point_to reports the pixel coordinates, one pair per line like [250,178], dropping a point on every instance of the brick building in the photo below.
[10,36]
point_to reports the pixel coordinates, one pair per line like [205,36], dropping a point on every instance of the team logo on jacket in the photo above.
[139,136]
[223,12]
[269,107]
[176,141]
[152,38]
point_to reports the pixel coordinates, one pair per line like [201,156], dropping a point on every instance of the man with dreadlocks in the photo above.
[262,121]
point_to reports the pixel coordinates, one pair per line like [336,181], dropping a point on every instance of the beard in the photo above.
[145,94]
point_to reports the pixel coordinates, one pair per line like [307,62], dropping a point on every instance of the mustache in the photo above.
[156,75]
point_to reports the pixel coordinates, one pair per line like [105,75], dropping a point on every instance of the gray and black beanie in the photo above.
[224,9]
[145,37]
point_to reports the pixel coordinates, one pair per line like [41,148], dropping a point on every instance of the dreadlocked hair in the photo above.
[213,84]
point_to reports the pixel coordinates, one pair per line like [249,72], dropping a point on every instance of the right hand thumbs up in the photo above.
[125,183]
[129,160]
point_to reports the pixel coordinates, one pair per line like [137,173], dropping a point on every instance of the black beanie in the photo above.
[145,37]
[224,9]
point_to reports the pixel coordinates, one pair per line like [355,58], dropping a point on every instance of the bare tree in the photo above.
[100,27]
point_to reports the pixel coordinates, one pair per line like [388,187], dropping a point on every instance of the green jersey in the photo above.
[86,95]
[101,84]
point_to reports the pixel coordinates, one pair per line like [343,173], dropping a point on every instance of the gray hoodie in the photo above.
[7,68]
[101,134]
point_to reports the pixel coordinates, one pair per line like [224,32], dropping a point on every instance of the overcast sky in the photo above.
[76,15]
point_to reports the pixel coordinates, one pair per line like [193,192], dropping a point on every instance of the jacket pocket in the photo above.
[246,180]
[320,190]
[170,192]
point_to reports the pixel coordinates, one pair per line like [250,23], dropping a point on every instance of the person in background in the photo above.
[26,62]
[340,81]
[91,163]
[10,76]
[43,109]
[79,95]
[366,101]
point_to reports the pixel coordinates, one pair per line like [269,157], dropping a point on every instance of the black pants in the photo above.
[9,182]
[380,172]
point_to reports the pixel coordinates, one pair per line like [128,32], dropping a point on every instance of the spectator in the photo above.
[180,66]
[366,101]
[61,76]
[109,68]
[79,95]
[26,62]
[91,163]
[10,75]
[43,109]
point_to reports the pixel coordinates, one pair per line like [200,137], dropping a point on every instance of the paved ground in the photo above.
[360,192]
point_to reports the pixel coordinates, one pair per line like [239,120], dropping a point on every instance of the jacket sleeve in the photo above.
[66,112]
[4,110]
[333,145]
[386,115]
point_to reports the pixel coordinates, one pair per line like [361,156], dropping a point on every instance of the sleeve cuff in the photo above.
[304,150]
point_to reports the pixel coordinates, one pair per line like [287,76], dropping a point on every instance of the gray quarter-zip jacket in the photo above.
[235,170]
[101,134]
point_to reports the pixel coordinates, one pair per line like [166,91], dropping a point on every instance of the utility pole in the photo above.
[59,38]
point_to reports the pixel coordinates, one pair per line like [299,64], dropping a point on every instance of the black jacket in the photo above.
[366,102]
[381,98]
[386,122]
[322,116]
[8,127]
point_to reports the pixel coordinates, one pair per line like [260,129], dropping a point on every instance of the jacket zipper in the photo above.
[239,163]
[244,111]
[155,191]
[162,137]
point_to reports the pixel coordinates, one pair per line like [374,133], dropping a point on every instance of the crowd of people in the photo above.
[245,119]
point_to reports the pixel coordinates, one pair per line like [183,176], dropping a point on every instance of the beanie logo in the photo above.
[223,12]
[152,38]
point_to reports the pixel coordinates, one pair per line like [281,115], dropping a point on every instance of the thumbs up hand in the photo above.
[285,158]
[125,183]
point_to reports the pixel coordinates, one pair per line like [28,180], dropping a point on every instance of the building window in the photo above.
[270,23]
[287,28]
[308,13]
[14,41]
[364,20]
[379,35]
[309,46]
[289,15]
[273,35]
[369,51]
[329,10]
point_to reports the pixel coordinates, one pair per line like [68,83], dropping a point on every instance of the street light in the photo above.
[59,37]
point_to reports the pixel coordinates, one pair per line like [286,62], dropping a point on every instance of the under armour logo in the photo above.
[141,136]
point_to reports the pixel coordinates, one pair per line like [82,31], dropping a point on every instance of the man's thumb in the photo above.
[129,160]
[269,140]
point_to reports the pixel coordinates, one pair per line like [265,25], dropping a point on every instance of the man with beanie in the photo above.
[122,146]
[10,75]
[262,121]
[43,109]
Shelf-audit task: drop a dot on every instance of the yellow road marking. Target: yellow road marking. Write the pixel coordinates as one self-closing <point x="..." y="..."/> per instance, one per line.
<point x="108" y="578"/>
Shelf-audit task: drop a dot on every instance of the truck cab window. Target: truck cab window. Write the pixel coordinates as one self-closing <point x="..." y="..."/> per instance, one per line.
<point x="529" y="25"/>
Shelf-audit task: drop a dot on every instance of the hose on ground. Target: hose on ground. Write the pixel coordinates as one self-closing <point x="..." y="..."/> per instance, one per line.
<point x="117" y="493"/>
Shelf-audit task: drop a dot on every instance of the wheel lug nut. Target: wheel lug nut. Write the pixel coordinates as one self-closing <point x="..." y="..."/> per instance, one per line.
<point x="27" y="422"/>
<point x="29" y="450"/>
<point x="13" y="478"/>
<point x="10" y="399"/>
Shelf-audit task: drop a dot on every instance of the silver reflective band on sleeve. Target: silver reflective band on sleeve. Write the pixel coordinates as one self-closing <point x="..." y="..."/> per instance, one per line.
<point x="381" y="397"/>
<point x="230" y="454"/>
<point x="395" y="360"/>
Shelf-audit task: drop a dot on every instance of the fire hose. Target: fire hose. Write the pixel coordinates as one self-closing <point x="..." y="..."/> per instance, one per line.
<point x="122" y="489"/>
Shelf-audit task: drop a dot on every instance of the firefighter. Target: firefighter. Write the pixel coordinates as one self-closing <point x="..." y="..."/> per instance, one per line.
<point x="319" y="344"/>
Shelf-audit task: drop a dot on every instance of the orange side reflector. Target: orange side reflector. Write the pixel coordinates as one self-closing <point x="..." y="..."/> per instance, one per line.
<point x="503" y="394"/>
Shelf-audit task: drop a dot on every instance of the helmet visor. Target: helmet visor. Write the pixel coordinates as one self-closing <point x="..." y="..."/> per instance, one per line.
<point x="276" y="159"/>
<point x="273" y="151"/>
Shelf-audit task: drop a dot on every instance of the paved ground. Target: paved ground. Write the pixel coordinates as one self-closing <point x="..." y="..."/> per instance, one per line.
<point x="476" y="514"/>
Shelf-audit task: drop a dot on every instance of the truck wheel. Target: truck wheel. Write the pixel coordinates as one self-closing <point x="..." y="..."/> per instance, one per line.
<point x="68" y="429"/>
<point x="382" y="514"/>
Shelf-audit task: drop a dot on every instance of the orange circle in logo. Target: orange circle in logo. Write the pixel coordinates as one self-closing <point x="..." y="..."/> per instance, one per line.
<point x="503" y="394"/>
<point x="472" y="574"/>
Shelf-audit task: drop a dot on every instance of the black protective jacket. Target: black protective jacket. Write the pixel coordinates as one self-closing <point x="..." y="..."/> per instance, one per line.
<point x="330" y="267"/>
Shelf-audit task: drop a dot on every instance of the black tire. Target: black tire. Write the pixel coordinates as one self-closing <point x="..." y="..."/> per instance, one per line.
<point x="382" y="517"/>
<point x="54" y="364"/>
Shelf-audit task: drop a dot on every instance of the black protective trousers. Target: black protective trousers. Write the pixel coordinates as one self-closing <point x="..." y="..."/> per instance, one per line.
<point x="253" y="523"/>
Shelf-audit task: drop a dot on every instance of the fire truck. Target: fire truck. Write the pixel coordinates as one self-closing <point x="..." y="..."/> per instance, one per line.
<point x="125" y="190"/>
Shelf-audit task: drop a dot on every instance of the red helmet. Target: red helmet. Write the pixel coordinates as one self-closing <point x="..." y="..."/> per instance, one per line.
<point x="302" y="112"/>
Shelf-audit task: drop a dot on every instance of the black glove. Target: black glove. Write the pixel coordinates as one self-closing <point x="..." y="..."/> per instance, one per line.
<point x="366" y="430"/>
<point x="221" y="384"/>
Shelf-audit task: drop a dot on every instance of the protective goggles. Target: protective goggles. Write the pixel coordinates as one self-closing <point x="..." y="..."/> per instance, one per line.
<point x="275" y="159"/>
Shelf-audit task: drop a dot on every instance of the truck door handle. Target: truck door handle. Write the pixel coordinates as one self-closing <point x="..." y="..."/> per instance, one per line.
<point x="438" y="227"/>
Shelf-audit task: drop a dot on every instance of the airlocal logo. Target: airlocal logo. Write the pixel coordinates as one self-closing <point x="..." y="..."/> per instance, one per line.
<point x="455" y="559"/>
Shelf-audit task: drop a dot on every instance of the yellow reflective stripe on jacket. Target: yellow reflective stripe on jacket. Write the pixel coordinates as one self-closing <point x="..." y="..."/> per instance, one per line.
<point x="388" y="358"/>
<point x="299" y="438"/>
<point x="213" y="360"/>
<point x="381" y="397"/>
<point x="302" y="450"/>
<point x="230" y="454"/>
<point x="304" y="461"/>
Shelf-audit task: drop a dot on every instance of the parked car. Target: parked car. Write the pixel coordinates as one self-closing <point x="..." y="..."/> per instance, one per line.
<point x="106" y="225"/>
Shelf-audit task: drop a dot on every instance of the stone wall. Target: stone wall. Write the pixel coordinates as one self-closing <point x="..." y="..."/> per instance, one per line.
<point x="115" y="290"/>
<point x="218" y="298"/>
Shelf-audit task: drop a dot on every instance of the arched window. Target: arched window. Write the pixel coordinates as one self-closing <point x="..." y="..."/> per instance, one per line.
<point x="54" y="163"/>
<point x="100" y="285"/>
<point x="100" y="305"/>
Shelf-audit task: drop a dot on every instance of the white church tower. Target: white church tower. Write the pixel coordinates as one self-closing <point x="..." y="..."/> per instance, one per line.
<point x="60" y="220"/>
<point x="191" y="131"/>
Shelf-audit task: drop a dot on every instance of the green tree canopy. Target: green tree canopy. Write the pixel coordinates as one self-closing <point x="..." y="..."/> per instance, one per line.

_TASK TO CARRY OUT_. Respond with an exact reproduction of the lines running from the one that contains "Shelf-audit task: drop a dot on every instance of the white" through the end of the material.

_ANSWER SECTION_.
Shelf-audit task: drop a dot on every instance of the white church tower. Target: white church tower. Write the pixel coordinates as one self-closing <point x="..." y="..."/> per instance, one per line.
<point x="60" y="220"/>
<point x="191" y="131"/>
Shelf-audit task: drop a dot on every instance of the green tree canopy. Target: green tree canopy. Write the pixel coordinates as one self-closing <point x="..." y="..."/> per instance, one per line.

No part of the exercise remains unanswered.